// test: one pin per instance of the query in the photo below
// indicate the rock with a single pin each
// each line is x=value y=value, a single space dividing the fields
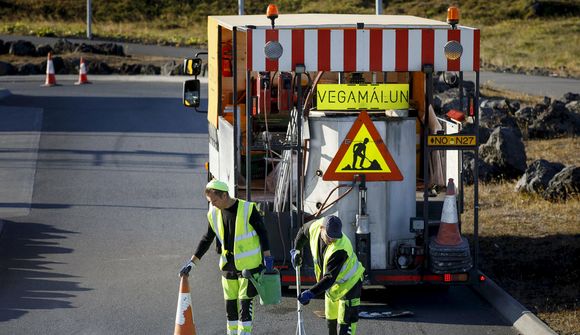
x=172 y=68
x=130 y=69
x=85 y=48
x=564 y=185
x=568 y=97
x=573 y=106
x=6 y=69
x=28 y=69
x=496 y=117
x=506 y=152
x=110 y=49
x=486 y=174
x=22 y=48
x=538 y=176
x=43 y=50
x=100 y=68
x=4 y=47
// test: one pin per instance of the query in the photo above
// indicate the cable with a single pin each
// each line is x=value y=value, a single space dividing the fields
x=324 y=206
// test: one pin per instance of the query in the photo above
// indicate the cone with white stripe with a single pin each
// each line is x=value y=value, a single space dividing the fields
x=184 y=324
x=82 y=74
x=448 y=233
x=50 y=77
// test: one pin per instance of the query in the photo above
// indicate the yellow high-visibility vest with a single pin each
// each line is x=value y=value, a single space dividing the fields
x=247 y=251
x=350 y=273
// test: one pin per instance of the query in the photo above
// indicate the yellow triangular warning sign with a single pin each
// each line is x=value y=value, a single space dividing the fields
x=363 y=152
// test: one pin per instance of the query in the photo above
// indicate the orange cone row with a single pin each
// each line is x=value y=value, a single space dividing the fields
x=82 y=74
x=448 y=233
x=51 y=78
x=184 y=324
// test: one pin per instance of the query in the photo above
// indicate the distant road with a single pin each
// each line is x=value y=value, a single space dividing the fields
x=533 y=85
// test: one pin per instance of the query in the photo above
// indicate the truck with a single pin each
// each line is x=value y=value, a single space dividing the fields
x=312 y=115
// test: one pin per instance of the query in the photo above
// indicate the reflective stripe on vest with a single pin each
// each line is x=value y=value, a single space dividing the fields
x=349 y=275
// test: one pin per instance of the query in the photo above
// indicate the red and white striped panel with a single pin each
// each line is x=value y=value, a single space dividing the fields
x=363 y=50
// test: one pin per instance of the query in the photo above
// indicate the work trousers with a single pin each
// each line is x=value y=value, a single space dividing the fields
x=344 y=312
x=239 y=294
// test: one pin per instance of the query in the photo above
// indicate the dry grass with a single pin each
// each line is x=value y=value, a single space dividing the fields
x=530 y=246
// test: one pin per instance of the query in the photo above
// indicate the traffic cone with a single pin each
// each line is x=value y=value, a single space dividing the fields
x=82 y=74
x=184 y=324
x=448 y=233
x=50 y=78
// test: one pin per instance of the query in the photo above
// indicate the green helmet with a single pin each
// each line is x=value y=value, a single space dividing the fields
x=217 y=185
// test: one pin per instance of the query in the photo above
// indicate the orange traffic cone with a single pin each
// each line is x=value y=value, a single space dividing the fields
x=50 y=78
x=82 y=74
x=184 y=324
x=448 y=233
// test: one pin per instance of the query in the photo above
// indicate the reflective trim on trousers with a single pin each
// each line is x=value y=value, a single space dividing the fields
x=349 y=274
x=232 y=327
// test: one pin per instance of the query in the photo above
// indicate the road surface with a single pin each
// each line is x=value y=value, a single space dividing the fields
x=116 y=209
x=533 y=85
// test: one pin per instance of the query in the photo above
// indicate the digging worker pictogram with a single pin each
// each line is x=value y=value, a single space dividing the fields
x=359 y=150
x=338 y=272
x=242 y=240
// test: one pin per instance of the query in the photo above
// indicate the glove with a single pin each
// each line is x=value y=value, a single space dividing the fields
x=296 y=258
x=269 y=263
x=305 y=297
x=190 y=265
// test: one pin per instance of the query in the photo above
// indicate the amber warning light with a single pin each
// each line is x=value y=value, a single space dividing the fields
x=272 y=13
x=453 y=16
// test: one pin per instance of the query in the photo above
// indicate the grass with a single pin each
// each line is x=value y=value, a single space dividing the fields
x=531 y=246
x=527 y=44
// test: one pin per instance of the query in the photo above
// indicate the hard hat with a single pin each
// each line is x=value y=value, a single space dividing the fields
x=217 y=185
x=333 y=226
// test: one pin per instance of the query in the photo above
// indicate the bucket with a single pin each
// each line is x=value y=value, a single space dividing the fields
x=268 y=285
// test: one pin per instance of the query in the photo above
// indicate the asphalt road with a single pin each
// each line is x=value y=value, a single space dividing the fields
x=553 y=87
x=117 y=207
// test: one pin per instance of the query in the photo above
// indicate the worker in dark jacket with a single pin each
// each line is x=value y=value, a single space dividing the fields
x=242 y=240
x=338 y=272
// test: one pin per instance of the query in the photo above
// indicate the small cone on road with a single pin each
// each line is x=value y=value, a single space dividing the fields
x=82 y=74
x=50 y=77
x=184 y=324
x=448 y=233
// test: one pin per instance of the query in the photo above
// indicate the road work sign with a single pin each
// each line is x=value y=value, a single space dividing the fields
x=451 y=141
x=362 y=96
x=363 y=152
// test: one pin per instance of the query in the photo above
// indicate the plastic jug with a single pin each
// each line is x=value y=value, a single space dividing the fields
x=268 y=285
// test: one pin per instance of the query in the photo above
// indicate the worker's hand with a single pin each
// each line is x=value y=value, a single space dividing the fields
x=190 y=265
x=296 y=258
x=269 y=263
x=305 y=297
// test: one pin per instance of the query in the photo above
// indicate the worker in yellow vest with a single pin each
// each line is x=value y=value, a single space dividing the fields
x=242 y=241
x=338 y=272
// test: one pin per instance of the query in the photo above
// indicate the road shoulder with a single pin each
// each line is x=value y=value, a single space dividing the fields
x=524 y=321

:::::

Write out exactly the lines from the one containing "hand with a single pin each" through the end of the data, both included. Add nothing else.

Answer for this exercise:
// indicate the worker's hand with a single pin each
// each line is x=value y=value, a single space dividing the fields
x=190 y=265
x=296 y=258
x=269 y=263
x=305 y=297
// test: one pin per instance of the query in the photo above
// indicate the worker in yellow vest with a single pin each
// each line is x=value y=value, a single space dividing the fields
x=242 y=241
x=338 y=272
// test: one pin per instance of the query in the photo above
// indicate the road shoulder with a single pin each
// each line is x=value y=value, a single space dividing the fields
x=524 y=321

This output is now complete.